[Data records]
▼

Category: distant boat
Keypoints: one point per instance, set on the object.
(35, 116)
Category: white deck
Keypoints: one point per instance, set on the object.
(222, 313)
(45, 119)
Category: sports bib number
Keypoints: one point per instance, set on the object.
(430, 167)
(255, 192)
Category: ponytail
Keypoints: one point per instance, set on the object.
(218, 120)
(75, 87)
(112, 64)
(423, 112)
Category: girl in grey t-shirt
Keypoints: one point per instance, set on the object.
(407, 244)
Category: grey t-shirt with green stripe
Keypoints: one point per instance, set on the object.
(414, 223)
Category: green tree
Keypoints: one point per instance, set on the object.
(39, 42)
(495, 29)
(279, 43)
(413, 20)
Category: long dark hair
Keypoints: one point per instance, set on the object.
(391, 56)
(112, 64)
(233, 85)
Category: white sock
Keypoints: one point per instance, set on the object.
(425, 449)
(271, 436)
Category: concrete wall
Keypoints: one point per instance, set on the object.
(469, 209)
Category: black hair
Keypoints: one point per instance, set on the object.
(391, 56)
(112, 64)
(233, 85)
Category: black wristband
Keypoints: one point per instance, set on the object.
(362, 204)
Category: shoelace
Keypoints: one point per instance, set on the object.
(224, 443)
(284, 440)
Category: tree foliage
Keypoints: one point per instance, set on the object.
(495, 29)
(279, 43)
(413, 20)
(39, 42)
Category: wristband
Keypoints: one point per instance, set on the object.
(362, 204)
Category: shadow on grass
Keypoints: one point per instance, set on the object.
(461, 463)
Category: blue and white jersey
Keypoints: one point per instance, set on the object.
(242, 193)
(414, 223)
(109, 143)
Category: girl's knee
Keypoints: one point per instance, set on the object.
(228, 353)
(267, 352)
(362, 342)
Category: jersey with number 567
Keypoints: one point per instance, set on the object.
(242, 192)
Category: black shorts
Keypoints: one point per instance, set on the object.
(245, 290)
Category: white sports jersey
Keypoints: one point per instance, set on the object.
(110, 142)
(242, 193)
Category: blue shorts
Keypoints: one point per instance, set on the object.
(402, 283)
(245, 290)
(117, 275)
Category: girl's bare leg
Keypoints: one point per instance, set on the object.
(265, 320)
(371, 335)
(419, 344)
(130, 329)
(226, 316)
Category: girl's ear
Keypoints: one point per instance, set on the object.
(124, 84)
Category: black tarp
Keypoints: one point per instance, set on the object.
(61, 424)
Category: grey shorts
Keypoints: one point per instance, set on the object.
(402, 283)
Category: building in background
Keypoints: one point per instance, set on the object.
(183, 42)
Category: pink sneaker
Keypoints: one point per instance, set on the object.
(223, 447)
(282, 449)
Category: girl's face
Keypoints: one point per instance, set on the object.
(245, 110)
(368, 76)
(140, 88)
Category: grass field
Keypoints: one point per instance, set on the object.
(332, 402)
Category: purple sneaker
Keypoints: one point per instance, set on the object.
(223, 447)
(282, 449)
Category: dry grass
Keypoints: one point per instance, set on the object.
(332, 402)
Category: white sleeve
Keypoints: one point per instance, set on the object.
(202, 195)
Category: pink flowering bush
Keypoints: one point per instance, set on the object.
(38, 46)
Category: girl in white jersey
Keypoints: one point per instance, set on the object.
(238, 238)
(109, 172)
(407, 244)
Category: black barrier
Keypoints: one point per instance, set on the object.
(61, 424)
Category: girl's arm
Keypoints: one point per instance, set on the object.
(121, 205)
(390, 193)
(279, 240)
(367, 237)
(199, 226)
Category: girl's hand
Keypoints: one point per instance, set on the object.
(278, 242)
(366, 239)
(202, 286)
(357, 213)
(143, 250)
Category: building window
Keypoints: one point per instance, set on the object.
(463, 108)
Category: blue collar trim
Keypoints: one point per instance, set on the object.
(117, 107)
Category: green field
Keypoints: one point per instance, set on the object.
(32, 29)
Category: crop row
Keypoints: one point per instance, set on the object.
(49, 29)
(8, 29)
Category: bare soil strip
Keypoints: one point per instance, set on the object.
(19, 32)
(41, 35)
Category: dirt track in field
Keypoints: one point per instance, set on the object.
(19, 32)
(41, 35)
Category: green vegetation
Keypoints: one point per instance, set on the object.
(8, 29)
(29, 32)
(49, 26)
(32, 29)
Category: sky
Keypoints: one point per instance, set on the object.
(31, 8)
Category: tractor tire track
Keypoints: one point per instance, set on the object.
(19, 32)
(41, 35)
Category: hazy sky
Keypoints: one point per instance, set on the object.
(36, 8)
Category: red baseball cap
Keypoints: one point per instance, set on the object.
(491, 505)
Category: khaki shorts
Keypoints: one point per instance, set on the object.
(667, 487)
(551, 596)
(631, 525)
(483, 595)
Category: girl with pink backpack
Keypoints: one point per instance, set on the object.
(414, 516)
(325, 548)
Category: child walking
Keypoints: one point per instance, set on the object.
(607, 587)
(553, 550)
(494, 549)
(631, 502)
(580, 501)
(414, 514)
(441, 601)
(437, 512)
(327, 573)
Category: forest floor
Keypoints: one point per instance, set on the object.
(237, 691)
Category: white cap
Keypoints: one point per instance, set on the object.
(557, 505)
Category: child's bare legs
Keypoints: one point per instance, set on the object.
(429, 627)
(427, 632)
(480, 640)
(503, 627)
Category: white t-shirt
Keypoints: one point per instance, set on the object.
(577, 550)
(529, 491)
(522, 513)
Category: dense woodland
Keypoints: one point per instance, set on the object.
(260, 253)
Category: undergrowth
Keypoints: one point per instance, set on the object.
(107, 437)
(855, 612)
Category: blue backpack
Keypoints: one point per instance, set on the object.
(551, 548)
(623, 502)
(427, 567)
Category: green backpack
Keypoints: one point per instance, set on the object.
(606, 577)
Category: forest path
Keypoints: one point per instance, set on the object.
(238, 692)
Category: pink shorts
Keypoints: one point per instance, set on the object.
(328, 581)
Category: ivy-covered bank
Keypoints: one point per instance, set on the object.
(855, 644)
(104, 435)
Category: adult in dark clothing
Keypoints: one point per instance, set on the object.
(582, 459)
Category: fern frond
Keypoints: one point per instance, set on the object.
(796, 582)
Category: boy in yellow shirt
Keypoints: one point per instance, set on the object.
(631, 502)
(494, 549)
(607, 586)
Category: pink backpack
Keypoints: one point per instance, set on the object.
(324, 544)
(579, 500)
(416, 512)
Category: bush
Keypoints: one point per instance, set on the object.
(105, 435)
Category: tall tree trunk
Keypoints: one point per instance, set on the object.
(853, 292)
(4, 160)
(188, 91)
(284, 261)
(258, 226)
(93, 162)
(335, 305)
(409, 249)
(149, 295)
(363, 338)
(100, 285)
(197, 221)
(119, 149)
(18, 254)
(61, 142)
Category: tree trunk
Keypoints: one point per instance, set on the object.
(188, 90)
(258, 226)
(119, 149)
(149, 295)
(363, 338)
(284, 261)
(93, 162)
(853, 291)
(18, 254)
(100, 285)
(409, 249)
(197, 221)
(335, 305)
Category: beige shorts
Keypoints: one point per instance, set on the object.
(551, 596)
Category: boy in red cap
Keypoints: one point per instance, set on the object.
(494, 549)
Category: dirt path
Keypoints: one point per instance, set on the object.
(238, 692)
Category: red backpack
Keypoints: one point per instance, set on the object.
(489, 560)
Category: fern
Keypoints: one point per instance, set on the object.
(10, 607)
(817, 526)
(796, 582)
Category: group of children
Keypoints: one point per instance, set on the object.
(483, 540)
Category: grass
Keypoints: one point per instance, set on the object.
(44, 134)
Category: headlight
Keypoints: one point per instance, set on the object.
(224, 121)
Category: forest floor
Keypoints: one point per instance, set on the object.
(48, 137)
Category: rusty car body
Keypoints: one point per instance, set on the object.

▲

__What you will do__.
Would you return the full set of entries, unchanged in every detail?

__Solution to the problem__.
Category: distant boat
Keypoints: one point per instance, set on the object.
(35, 116)
Category: white deck
Keypoints: one point per instance, set on the object.
(222, 313)
(45, 119)
Category: sports bib number
Keypoints: one point per instance, set on the object.
(430, 167)
(255, 192)
Category: ponytail
Keypoints: one point per instance, set on the object.
(218, 120)
(75, 87)
(112, 64)
(423, 112)
Category: girl in grey t-shirt
Keypoints: one point per instance, set on the object.
(407, 244)
Category: grey t-shirt with green stripe
Keypoints: one point per instance, set on the object.
(414, 223)
Category: green tree
Keypoints: one point per instance, set on the object.
(39, 42)
(495, 29)
(279, 43)
(413, 20)
Category: long dark hair
Keypoints: one point per instance, set on the object.
(391, 56)
(112, 64)
(233, 85)
Category: white sock
Keypoints: one point per instance, set on the object.
(425, 449)
(271, 436)
Category: concrete wall
Keypoints: one point per instance, set on the object.
(469, 209)
Category: black hair
Keypoints: one point per instance, set on the object.
(391, 56)
(112, 64)
(233, 85)
Category: black wristband
Keypoints: one point per instance, set on the object.
(362, 204)
Category: shoelace
Keypoints: one point per instance, set on the object.
(224, 443)
(284, 440)
Category: tree foliage
Keypoints: one point per instance, set on the object.
(495, 29)
(279, 43)
(413, 20)
(39, 42)
Category: wristband
Keypoints: one point per instance, set on the object.
(362, 204)
Category: shadow on grass
Keypoints: one point per instance, set on the object.
(461, 463)
Category: blue and white jersey
Keypoints: one point per instance, set on the object.
(242, 193)
(414, 223)
(109, 143)
Category: girl's knee
Keypoints: one point per instance, set on the object.
(228, 353)
(267, 352)
(362, 342)
Category: jersey with number 567
Keypoints: one point per instance, set on the object.
(242, 192)
Category: black shorts
Keypoints: one point per instance, set on the object.
(245, 290)
Category: white sports jersey
Keypoints: one point per instance, set on the object.
(110, 142)
(242, 193)
Category: blue shorts
Keypoints: one point per instance, set on the object.
(402, 283)
(245, 290)
(117, 275)
Category: girl's bare leg
Keypoints: one point per instance, set on the object.
(265, 320)
(371, 335)
(419, 344)
(130, 329)
(226, 316)
Category: girl's ear
Keypoints: one point per instance, set on the object.
(124, 84)
Category: black tarp
Keypoints: one point per instance, set on the object.
(61, 424)
Category: grey shorts
Keypoints: one point per instance, set on the object.
(402, 283)
Category: building in background
Keypoints: one point per instance, set on the object.
(183, 42)
Category: pink sneaker
Keypoints: one point per instance, set on the object.
(223, 447)
(282, 449)
Category: girl's face
Keypoints: one point per instance, set on the object.
(245, 110)
(368, 76)
(140, 88)
Category: grass field
Keypoints: one point per instance, set on the object.
(332, 402)
Category: purple sneaker
Keypoints: one point per instance, set on the object.
(223, 447)
(282, 449)
Category: dry grass
Keypoints: one point per instance, set on the object.
(332, 402)
Category: white sleeve
Keypoints: one point per instance, set on the object.
(202, 195)
Category: pink flowering bush
Keypoints: one point per instance, set on the object.
(38, 46)
Category: girl in white jersey
Keypoints: one point per instance, set on the object.
(238, 238)
(109, 172)
(407, 244)
Category: black barrier
Keypoints: one point per instance, set on the object.
(61, 424)
Category: girl's arm
Keypoints: one point per instance, set on the object.
(121, 205)
(390, 193)
(279, 240)
(367, 237)
(199, 226)
Category: girl's hand
Keypoints: one point per instance, set on the object.
(278, 242)
(366, 239)
(202, 286)
(357, 213)
(143, 250)
Category: building window
Keypoints: one point per instance, set on the object.
(463, 108)
Category: blue collar trim
Keypoints: one point per instance, set on the object.
(117, 107)
Category: green field
Keypoints: one point per instance, set on the object.
(32, 29)
Category: crop row
Keypoints: one point per instance, set on the object.
(49, 29)
(8, 29)
Category: bare soil strip
Keypoints: one point per instance, set on the object.
(19, 32)
(41, 35)
Category: dirt track in field
Keypoints: one point per instance, set on the object.
(19, 32)
(41, 35)
Category: green vegetation
Keypoints: one point per instance, set on the object.
(8, 29)
(29, 32)
(49, 26)
(32, 29)
Category: sky
Keypoints: one point per instance, set on the object.
(31, 8)
Category: tractor tire track
Keypoints: one point per instance, set on the object.
(19, 32)
(41, 35)
Category: hazy sky
Keypoints: one point per instance, set on the object.
(36, 8)
Category: red baseball cap
Keypoints: one point per instance, set on the object.
(491, 505)
Category: khaki shorts
Keypoints: one point per instance, set on the object.
(667, 487)
(551, 596)
(631, 525)
(483, 595)
Category: girl with pink backpack
Keypoints: one point per instance, set on the object.
(414, 516)
(325, 548)
Category: child walking
Keypoints: one point per instance, set on the object.
(607, 587)
(553, 550)
(494, 549)
(631, 502)
(580, 501)
(414, 514)
(441, 601)
(437, 512)
(327, 573)
Category: forest floor
Keypoints: one point per instance, set on the object.
(237, 691)
Category: white cap
Keypoints: one point per instance, set on the object.
(557, 505)
Category: child's bare legs
Keypoints: one point per instance, set on the object.
(429, 627)
(427, 632)
(480, 640)
(503, 627)
Category: white t-shirt
Keypoints: one point per instance, set on the object.
(577, 550)
(529, 491)
(522, 513)
Category: dense woodland
Keypoints: one point per instance, set on the object.
(260, 253)
Category: undergrowth
Keypoints: one point per instance, set on the object.
(107, 437)
(855, 612)
Category: blue backpack
Keypoints: one point per instance, set on the object.
(551, 548)
(623, 502)
(427, 567)
Category: green backpack
Keypoints: one point per instance, set on the object.
(606, 577)
Category: forest path
Keypoints: one point per instance, set on the object.
(238, 692)
Category: pink shorts
Keypoints: one point per instance, set on the object.
(328, 581)
Category: ivy-covered bank
Keypoints: one point per instance, set on the object.
(855, 644)
(104, 435)
Category: adult in dark clothing
Keypoints: one point per instance, set on the object.
(582, 459)
Category: fern frond
Keypoints: one point per instance, set on the object.
(796, 582)
Category: boy in yellow shirt
Keypoints: one point per instance, set on the object.
(631, 502)
(494, 549)
(607, 586)
Category: pink backpack
Keypoints: one point per instance, set on the object.
(324, 544)
(579, 500)
(416, 512)
Category: bush
Keypoints: one point per instance, set on the object.
(105, 435)
Category: tall tree trunk
Keypoints: one point per instance, set on the object.
(853, 292)
(4, 160)
(188, 91)
(284, 261)
(258, 226)
(93, 162)
(335, 305)
(409, 249)
(149, 295)
(363, 338)
(100, 285)
(197, 221)
(119, 149)
(18, 254)
(61, 142)
Category: tree trunk
Keypoints: one point per instance, set on the object.
(188, 90)
(258, 226)
(119, 149)
(149, 295)
(363, 338)
(284, 261)
(93, 162)
(853, 291)
(18, 254)
(100, 285)
(409, 249)
(197, 221)
(335, 305)
Category: beige shorts
Keypoints: one point per instance, set on the object.
(551, 596)
Category: boy in red cap
Keypoints: one point per instance, set on the object.
(494, 549)
Category: dirt path
Keypoints: one point per instance, set on the object.
(238, 692)
Category: red backpack
Keypoints: one point per instance, set on the object.
(489, 560)
Category: fern
Keypoints: one point per instance, set on the object.
(10, 607)
(817, 526)
(796, 582)
Category: group of children
Keypoints: one point per instance, set on the object.
(483, 540)
Category: grass
Keypoints: one point per instance, set on the object.
(44, 134)
Category: headlight
Keypoints: one point per instance, set on the object.
(224, 121)
Category: forest floor
Keypoints: one point per instance, set on the object.
(48, 137)
Category: rusty car body
Keypoints: one point per instance, set on the object.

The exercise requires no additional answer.